** start of Entries **

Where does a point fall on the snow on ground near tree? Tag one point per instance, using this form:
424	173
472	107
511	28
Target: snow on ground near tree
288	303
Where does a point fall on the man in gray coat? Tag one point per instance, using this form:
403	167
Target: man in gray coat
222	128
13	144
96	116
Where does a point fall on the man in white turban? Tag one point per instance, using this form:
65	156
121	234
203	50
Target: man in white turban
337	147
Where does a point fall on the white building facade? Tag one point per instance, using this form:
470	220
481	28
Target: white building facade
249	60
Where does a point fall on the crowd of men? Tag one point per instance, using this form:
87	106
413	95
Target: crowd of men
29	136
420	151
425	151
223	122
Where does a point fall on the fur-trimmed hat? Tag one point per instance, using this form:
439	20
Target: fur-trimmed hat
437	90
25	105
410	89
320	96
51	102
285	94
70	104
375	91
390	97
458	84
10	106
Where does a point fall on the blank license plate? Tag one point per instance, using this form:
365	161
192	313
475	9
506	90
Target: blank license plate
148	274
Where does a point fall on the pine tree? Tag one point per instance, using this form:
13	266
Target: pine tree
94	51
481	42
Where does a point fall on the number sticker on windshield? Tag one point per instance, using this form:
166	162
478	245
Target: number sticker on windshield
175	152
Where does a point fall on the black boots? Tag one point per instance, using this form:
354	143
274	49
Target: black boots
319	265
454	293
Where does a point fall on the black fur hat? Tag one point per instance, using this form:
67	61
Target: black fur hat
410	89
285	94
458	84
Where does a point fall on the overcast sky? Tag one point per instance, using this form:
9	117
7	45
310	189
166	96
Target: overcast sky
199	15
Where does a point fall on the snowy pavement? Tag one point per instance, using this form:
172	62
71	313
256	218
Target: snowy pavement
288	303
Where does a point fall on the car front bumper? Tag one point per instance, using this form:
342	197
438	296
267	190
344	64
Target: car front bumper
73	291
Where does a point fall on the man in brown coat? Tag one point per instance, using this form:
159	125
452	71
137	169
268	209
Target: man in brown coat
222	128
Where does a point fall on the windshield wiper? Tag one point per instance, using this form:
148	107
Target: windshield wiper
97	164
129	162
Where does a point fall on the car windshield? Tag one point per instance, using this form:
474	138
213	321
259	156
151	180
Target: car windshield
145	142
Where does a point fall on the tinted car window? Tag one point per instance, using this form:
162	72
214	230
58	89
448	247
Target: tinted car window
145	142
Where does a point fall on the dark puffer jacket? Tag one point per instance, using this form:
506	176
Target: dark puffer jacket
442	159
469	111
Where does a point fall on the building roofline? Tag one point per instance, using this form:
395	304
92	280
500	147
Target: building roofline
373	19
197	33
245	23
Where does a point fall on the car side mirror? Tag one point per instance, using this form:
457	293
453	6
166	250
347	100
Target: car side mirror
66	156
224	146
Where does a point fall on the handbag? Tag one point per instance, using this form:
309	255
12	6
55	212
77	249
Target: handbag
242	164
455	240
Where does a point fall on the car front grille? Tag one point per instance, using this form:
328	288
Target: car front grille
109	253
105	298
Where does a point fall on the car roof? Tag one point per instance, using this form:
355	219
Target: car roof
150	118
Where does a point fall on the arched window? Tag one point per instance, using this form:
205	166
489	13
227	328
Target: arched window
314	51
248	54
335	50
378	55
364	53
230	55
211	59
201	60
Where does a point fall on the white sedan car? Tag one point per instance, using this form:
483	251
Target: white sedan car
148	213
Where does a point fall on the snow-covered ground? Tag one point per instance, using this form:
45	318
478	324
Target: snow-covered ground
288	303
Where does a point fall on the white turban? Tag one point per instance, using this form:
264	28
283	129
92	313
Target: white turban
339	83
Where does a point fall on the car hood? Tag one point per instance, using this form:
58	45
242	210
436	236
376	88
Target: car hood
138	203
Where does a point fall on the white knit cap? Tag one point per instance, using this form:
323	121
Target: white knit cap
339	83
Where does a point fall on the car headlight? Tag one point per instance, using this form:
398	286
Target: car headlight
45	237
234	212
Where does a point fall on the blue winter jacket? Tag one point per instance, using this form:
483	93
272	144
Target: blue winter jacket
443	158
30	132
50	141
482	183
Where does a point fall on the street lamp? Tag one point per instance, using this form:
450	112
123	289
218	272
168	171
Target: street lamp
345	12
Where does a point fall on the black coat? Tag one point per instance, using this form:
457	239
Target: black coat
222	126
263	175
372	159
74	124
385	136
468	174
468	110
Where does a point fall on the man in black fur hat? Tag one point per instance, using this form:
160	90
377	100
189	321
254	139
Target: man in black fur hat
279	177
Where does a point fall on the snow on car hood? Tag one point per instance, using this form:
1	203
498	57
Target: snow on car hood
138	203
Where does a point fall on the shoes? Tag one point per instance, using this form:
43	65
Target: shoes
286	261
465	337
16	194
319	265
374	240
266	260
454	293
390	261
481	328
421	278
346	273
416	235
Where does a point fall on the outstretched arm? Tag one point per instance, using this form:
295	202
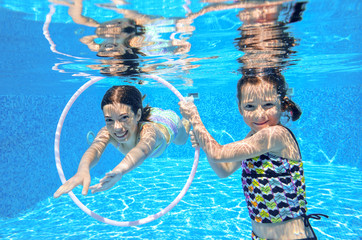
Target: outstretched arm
225	159
150	137
89	159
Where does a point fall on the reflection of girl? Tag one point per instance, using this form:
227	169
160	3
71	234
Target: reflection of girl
137	132
272	168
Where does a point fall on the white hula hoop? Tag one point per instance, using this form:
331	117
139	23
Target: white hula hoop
78	202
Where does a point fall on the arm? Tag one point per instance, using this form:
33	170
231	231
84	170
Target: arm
89	159
225	159
150	137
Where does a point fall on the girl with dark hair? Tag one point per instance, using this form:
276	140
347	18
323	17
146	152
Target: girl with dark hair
136	131
272	168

** end of Entries **

Task directions: Without the pictures, repeat all the records word for word.

Output below:
Where does a point fall on the snow on ground near tree? Tag one point per instance, using this form:
424	173
472	107
511	28
Target: snow on ground near tree
288	303
Where does a point fall on the man in gray coat? Tag one point per instance, using this form:
403	167
Target: man in gray coat
222	128
13	144
96	116
Where does a point fall on the man in white turban? Tag one point per instance, using this form:
65	156
121	234
203	50
Target: man in white turban
337	147
Where does a point fall on the white building facade? Tag one point per instance, using this form:
470	220
481	28
Target: white building facade
249	60
Where does a point fall on the crowd of men? Tag one point per instance, using this form:
87	106
413	95
Target: crowd of men
29	136
420	151
425	151
223	122
Where does a point fall on the fur-trimmed hat? Tag one point per instance, using this form:
439	20
Target: fur-trimmed hat
437	90
25	105
410	89
320	96
51	102
285	94
70	104
375	91
390	97
458	84
10	106
Where does a point fall on the blank license plate? Tag one point per instance, using this form:
365	161
192	313
475	9
506	90
Target: blank license plate
148	274
Where does a point fall on the pine tree? Tag one point per instance, using this form:
13	266
Target: pine tree
94	51
481	42
Where does a point fall on the number sticker on windshield? Tag one point per instance, using this form:
166	162
478	245
Target: number sticker on windshield
175	152
Where does a point fall on the black boots? Tag one point per instance, using this form:
354	143
274	49
Target: black boots
319	265
454	293
Where does a point fall on the black fur hat? Tag one point per instance, using this form:
67	61
Target: black fur hat
410	89
285	94
458	84
Where does a point fall on the overcast sky? Tag one point per instance, using this form:
9	117
7	45
310	189
166	96
Target: overcast sky
199	15
Where does a point fall on the snowy pavement? Tag one point per instance, using this form:
172	62
71	313
256	218
Target: snowy pavement
288	303
Where does a point fall on the car front bumper? Tag one point per instance, using this form:
342	197
438	296
267	190
344	64
Target: car front bumper
73	291
Where does a point fall on the man in brown coat? Tag one point per instance, using this form:
159	125
452	71
137	169
268	209
Target: man in brown coat
222	128
Where does a point fall on the windshield wiper? Tag one point per instance, using this form:
148	107
Target: windshield wiper
97	164
129	162
Where does a point fall on the car windshield? Tag one point per instance, using this form:
474	138
213	321
259	156
151	180
Target: car windshield
145	142
Where does a point fall on the tinted car window? Tag one point per instance, using this form:
162	72
214	230
58	89
448	247
Target: tinted car window
145	142
Where does a point fall on the dark puffer jacket? Tag one point per instance, using this form:
506	176
Target: dark puffer jacket
442	159
469	111
Where does a point fall on the building roofline? Tag one point per instance, using this form:
395	304
92	280
500	147
Target: building roofline
373	19
197	33
245	23
Where does a point fall on the car side mirror? Tag one point per instance, using this form:
457	293
453	6
166	250
347	100
Target: car side mirror
66	156
224	146
Where does a point fall on the handbag? Tag one point per instance, using this form:
309	255
12	6
55	212
77	249
Target: handbag
242	164
455	240
Where does a point fall on the car front grille? Tag one point per instance, using this form:
328	288
Target: car front grille
109	253
105	298
Where does a point fall on the car roof? Tag one point per instance, using this form:
355	219
Target: car roof
150	118
Where does a point fall on the arched window? Tag one point per instance, using this form:
205	166
489	13
227	328
Target: arched window
314	51
248	54
335	50
378	55
364	53
230	55
211	59
201	60
Where does a point fall on the white sedan car? Tag one point per instance, using this form:
483	251
Target: white sedan car
148	213
Where does a point fall on the snow-covered ground? Tag one point per instance, using this form:
45	318
478	324
Target: snow-covered ground
288	303
Where does a point fall on the white turban? Tag one point per instance, using this form:
264	28
283	129
92	313
Target: white turban
339	83
Where does a point fall on the car hood? Tag one point per instance, using this form:
58	45
242	210
436	236
376	88
Target: car hood
138	203
Where does a point fall on the white knit cap? Tag one point per instance, using this form:
323	121
Target: white knit cap
339	83
Where does a point fall on the car headlight? Tag one point per instance, using this form:
398	286
Target: car headlight
45	237
234	212
Where does a point fall on the blue winter jacket? Tag one point per instance, using this form:
483	93
272	144
Target: blue winter jacket
443	158
30	132
50	141
482	183
Where does a point fall on the street lamp? Tag one point per instance, using this form:
450	112
123	289
218	272
168	171
Target: street lamp
345	12
Where does a point fall on the black coat? Tag one point per instance, using this form:
457	239
Target: black coat
222	126
263	175
372	159
74	124
385	136
468	174
468	110
Where does a point fall on the man in black fur hat? Tag one point per instance, using this form:
160	90
377	100
189	321
254	139
Target: man in black fur hat
279	177
Where does a point fall on the snow on car hood? Tag one point per instance, using this form:
1	203
498	57
Target: snow on car hood
138	203
Where does a point fall on the shoes? Tag one point per instance, using this form:
43	65
Target: shoes
286	261
465	337
16	194
319	265
374	240
266	260
454	293
390	261
481	328
421	278
346	273
416	235
Where does a point fall on the outstretched arm? Tag one point per instance, using this form:
295	202
Target: outstretched arm
225	159
150	137
89	159
Where does a point fall on the reflection of girl? Tag one point per instance, using this form:
227	169
160	3
71	234
Target: reflection of girl
137	132
272	168
Where does a point fall on the white hula hoop? Tag one point per instance, using this form:
331	117
139	23
Target: white hula hoop
78	202
Where does a point fall on the arm? Tag one point per instance, using this form:
33	170
231	231
84	170
Target: arm
89	159
225	159
150	137
Where does a point fall on the girl with dark hair? Tag one point per instance, using this form:
276	140
347	18
323	17
146	152
Target: girl with dark hair
136	131
272	168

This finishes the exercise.